- [Alıntı metin]
DELİLLER: ….İcra Müdürlüğü’nün 2021/… esas sayılı dosyası, arabuluculuk son tutanağı, … Noterliği’nin 03.12.2020 tarihli ve … yevmiye nolu ihtarnamesi, … Noterliği’nin 03.04.2021 tarihli ve … yevmiye nolu ihtarnamesi, davacı şirketin ticari defter ve kayıtları, bilirkişi raporu ve tüm dosya kapsamı.
DELİLLERİN DEĞERLENDİRİLMESİ VE GEREKÇE:
Mahkememizce yapılan yargılama ve tüm dosya kapsamına göre; dava, davacı tarafça davalı aleyhine faturaya dayalı …. İcra Müdürlüğü 2021/… esas sayılı icra dosyası ile başlatılan icra takibine yapılan itirazın iptali istemine ilişkindir.
Davacı taraf davalı ile kargo sözleşmesi imzalandığını, taşıma taahhüdünün yerine getirilmesine rağmen kesilen fatura bedelleri olan 2.161,30 TL’nin ödenmediğini, bu nedenle icra takibine haksız olarak yapılan itirazın iptali ile icra inkar tazminatına hükmedilmesini talep etmiştir.
Davalı taraf yerleşim yerinin Nazilli olduğunu, … Asliye Ticaret Mahkemesinin yetkili olduğunu, iddia edilen faturaların icra ve dava dosyasına sunulmadığını, Davacı şirket tarafından düzenlenen 26.02.2021 düzenleme tarihli, … nolu, 258,64-TL bedelli faturanın 01.03.2021 tarihinde tebliğ edildiğini söz konusu faturanın … Noterliği’nin 04.03.2021 tarih ve … yevmiye nolu ihtarnamesi ile iade edildiğini, davacının taşıma hizmetini yazılı delil ile ispat etmesi gerektiğini, davacının fatura düzenleyerek ticari defterlerine kaydetmiş olmasının borçlu durumuna getirmeyeceğini belirterek davanın reddi ile kötüniyet tazminatına hükmedilmesini talep etmiştir.
… İcra Müdürlüğü 2021/… E. Sayılı icra dosyasının incelemesinde; …. İcra Müdürlüğünün 2021/… E. Sayılı icra dosyasının incelemesinde; davacı/alacaklı tarafından davalı/borçlu aleyhine 2.161,03 TL borcun ödenmesi amacıyla 26/01/2021 tarihinde icra takibi başlatıldığı, borçluya çıkartılan ödeme emrinin 04/02/2021 tarihinde tebliğ edildiği, borçlunun 04/02/2021 tarihinde icra takibine itiraz ettiği, takibin durdurulmasına karar verildiği, itirazın iptali davasının süresi içerisinde açıldığı anlaşılmıştır.
Davalı vekilinin icra dairesinin ve Mahkemenin yetkisine ilişkin itirazın HMK 10 ve TBK 89. Maddesi gereği alacaklının yerleşim yeri mahkemesi ve icra dairesi de yetkili olduğundan reddine karar verilmiş ve yargılamaya devam olunmuştur.
Davalı tarafa ticari defter ve kayıtlarını Mahkememizce belirlenen inceleme gününde sunması için ihtaratlı tebligat yapıldığı ancak davalının ticari defter ve kayıtlarını sunmadığı anlaşılmıştır.

Çıkarılmış veri kayıtları:
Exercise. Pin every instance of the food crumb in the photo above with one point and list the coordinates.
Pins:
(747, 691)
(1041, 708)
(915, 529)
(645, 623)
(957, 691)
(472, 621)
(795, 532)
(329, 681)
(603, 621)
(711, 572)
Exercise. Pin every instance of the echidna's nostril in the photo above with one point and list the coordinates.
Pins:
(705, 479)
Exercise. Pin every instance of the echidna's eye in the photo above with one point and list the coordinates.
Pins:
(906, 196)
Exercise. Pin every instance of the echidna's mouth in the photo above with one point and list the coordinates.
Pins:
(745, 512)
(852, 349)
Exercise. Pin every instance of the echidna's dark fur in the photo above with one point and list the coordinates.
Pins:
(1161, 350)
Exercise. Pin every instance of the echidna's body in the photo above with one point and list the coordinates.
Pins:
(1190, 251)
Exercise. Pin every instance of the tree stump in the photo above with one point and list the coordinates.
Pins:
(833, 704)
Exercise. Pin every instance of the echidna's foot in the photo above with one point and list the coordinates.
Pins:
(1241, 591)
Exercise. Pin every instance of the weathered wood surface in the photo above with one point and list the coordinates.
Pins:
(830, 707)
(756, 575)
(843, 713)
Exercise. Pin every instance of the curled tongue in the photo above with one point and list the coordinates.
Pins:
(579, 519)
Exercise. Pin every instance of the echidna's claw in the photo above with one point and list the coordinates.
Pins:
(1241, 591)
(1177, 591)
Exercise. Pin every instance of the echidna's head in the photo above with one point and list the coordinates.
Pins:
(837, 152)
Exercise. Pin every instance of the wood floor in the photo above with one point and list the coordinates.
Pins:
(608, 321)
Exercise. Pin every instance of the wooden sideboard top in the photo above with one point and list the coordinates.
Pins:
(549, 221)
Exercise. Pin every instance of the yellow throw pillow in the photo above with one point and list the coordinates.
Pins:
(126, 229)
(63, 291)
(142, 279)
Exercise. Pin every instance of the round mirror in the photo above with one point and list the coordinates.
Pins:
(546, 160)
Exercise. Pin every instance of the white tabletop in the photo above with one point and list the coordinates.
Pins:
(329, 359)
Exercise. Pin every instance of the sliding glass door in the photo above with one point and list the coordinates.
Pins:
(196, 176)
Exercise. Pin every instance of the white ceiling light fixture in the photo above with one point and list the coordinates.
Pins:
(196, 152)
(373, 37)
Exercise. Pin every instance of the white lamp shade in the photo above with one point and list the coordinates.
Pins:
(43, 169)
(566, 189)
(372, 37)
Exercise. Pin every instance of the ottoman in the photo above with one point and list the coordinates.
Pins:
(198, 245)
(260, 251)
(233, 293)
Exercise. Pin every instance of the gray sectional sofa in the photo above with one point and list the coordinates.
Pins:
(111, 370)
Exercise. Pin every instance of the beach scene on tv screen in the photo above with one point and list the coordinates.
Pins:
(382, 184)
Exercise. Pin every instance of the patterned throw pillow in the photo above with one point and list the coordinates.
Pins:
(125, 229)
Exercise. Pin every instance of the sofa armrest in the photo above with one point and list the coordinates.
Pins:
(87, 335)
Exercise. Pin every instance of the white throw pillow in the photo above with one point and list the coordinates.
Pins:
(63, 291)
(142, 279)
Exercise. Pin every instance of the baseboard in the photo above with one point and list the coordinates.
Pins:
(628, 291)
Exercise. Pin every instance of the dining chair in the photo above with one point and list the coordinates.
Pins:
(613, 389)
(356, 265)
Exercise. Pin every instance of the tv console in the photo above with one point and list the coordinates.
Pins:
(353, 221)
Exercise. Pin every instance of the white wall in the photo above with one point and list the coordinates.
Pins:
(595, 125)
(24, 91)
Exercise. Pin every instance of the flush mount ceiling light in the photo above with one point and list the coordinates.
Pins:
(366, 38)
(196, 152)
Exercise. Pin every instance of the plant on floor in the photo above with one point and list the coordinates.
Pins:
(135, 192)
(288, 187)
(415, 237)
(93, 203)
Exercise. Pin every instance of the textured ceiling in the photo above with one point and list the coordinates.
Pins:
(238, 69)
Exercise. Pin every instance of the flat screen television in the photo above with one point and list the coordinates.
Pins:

- [Görev]
Alıntı metne göre davacı şirketin düzenlediği 258,64 TL bedelli fatura davalıya hangi tarihte tebliğ edilmiştir? Kayıtların alıntı metinle hiçbir ilgisi yoktur.

- [Çözüm]
01.03.2021 tarihinde tebliğ edilmiştir.